— START RECORDS SHOWN —

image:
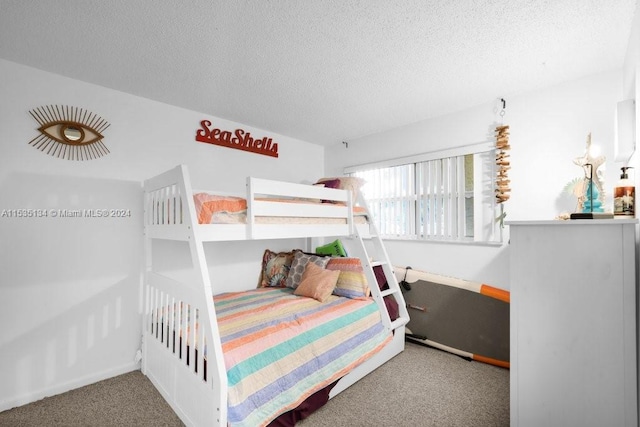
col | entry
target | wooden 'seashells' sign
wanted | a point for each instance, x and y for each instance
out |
(238, 139)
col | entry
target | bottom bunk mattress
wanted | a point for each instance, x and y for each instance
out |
(280, 348)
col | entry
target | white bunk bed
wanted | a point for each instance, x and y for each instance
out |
(195, 382)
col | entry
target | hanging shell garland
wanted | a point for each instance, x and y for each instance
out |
(502, 161)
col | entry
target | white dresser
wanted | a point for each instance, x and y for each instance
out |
(573, 323)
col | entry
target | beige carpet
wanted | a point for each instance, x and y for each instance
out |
(420, 387)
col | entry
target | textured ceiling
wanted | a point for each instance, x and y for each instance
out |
(323, 71)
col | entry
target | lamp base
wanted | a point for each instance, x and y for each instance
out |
(591, 215)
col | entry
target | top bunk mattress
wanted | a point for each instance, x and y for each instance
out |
(222, 209)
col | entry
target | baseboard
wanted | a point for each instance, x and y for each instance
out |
(34, 396)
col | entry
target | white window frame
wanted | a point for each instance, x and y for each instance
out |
(486, 229)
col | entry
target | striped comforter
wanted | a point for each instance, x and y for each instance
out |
(280, 348)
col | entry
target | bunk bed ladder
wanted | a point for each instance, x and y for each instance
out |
(379, 257)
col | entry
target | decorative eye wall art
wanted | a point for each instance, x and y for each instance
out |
(69, 132)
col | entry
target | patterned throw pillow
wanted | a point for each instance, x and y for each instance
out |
(352, 282)
(317, 283)
(275, 268)
(300, 261)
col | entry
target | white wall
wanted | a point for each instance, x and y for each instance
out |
(548, 130)
(69, 287)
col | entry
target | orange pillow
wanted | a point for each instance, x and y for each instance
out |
(317, 283)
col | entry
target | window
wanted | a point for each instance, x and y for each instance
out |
(443, 196)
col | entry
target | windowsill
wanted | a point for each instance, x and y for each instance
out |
(446, 242)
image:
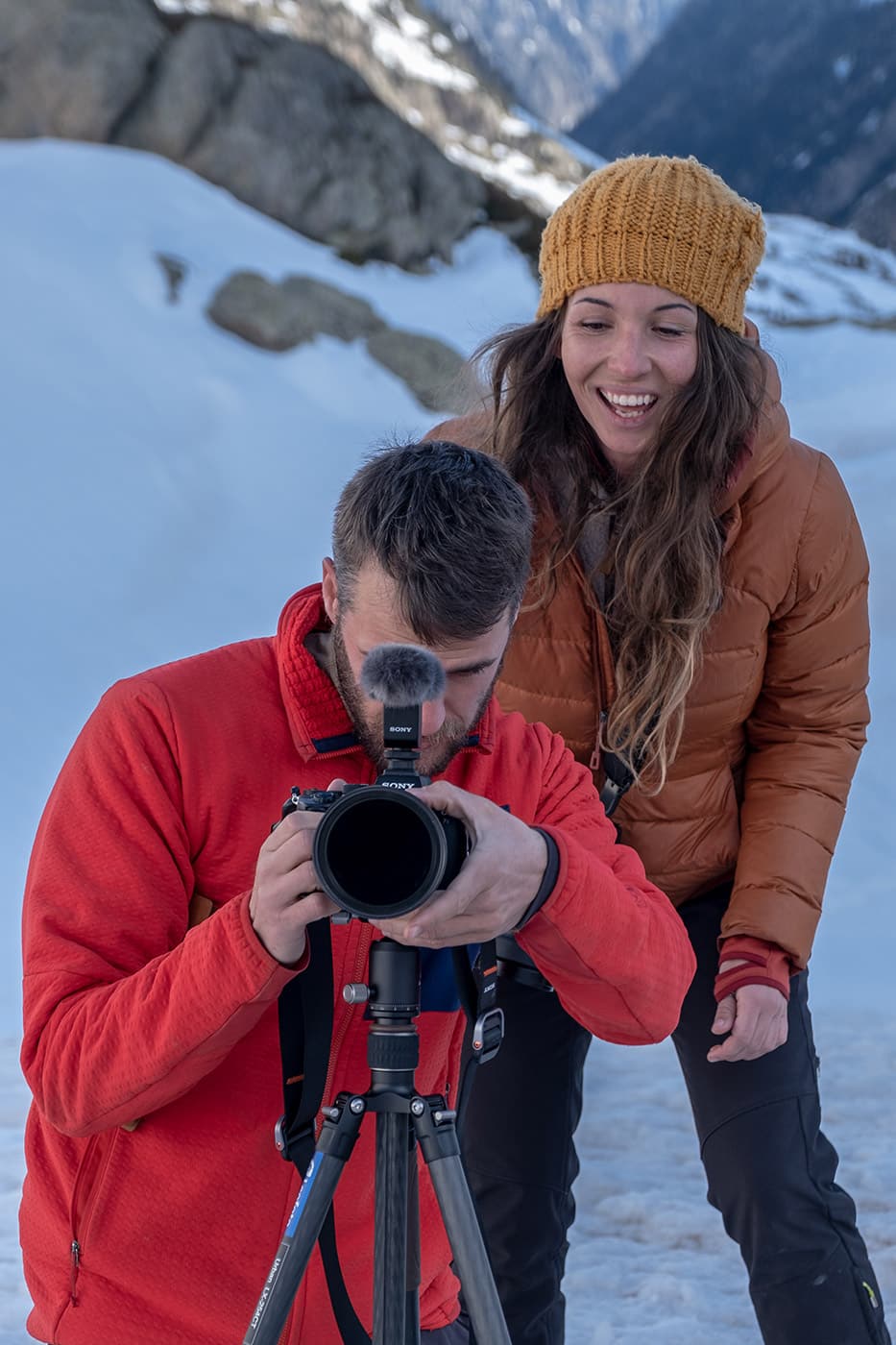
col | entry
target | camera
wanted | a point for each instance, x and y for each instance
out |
(378, 850)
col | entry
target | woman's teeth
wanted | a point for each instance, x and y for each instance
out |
(628, 405)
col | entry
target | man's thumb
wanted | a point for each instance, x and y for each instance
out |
(724, 1019)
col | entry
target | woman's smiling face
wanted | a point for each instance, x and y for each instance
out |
(626, 350)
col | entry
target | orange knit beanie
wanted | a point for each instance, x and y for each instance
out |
(667, 222)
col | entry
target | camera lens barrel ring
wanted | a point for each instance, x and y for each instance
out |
(379, 851)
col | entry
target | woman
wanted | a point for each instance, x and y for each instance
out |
(697, 629)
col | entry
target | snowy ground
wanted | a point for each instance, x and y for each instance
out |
(153, 508)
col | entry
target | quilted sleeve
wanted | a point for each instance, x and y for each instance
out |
(806, 730)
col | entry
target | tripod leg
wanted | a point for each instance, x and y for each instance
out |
(442, 1152)
(336, 1140)
(412, 1297)
(390, 1224)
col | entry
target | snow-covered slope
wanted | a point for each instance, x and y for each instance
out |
(167, 487)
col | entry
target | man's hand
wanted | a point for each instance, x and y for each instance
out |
(494, 888)
(757, 1018)
(287, 896)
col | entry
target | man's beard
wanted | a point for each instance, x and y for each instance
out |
(442, 746)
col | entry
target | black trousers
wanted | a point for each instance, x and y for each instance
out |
(770, 1169)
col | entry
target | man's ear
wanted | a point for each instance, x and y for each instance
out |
(329, 589)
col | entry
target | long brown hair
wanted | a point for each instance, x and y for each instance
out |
(667, 540)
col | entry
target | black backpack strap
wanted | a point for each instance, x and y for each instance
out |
(305, 1031)
(618, 780)
(476, 990)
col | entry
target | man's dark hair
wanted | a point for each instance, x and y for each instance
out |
(448, 525)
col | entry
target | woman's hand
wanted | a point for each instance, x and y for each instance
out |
(757, 1018)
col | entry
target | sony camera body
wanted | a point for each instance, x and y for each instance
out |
(378, 850)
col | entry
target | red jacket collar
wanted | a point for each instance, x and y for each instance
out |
(318, 720)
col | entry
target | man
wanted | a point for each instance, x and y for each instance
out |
(155, 1199)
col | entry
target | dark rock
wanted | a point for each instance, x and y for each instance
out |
(281, 124)
(291, 313)
(435, 373)
(73, 70)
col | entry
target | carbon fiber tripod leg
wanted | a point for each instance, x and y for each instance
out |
(435, 1129)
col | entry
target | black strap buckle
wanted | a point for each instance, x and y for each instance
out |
(487, 1035)
(287, 1143)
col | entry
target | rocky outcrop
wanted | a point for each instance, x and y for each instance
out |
(282, 124)
(435, 83)
(281, 316)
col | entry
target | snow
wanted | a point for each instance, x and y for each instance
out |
(168, 486)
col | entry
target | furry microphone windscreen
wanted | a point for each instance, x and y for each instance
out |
(402, 674)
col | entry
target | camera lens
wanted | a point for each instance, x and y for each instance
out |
(379, 851)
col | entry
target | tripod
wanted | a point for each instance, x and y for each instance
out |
(403, 1119)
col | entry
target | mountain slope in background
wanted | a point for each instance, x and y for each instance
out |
(417, 69)
(560, 60)
(791, 101)
(167, 486)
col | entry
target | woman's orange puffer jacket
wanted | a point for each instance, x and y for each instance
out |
(775, 720)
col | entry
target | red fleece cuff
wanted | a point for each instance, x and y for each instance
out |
(763, 965)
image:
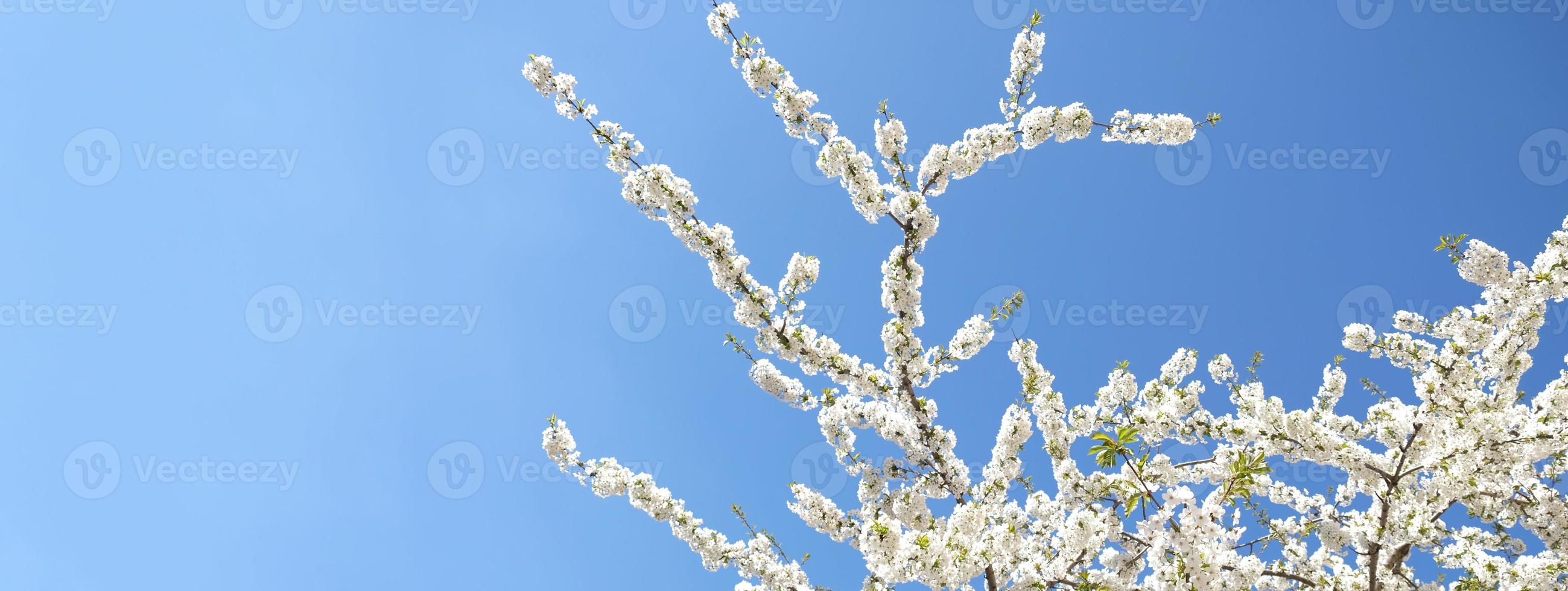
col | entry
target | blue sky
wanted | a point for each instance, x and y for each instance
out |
(276, 268)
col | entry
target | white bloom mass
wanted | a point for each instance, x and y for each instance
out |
(1460, 471)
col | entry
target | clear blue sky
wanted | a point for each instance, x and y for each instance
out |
(179, 176)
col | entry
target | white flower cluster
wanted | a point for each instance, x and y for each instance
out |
(1150, 129)
(1421, 472)
(559, 87)
(970, 339)
(609, 479)
(783, 388)
(857, 174)
(623, 147)
(1027, 48)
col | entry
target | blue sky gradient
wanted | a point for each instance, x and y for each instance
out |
(303, 262)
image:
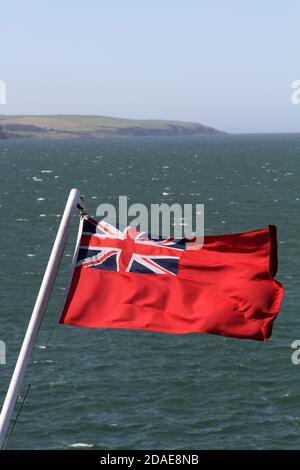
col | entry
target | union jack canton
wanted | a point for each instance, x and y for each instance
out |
(103, 246)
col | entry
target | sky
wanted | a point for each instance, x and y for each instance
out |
(227, 64)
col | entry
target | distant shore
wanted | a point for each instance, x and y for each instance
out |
(72, 126)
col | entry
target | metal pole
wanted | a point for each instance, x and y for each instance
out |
(38, 313)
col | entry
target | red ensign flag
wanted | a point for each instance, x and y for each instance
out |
(122, 279)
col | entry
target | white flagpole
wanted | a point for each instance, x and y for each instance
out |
(38, 313)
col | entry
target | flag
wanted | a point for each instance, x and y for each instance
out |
(123, 279)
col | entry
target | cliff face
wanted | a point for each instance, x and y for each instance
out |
(68, 126)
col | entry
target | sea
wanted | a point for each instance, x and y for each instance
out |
(123, 389)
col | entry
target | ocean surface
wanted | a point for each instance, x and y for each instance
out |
(120, 389)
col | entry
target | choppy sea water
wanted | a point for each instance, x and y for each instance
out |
(118, 389)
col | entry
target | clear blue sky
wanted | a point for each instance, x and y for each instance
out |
(228, 64)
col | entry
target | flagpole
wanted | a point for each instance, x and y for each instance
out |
(38, 312)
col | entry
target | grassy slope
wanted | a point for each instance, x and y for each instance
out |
(96, 124)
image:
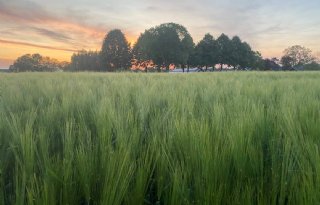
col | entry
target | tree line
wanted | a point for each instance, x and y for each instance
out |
(166, 46)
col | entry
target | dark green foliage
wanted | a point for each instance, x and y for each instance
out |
(115, 52)
(206, 52)
(224, 46)
(296, 56)
(165, 44)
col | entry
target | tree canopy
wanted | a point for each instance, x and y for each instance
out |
(85, 61)
(206, 51)
(297, 56)
(165, 44)
(115, 52)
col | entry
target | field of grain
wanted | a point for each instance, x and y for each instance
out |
(116, 139)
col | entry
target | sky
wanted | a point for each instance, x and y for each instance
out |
(59, 28)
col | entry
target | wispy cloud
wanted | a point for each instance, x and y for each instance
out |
(36, 45)
(269, 26)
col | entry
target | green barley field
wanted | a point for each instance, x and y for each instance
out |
(164, 139)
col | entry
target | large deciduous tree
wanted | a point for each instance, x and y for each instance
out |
(296, 56)
(224, 49)
(115, 52)
(85, 61)
(206, 52)
(165, 44)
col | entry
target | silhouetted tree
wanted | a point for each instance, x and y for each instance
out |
(296, 56)
(206, 52)
(224, 49)
(271, 64)
(85, 61)
(115, 52)
(166, 44)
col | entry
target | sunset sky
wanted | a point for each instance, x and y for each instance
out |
(59, 28)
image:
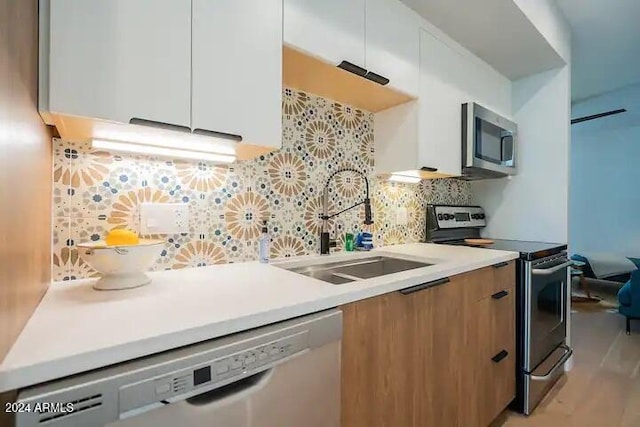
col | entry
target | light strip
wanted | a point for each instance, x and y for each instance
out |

— END RECORDS SHOWN —

§ **PROBLEM TO SOLVE**
Which lines in the data above contain the string "orange" (case-sensitive)? Copy out every one of them.

§ **ANSWER TO THE PROBLEM**
target | orange pillow
target | orange knit beanie
target | woman's orange puffer jacket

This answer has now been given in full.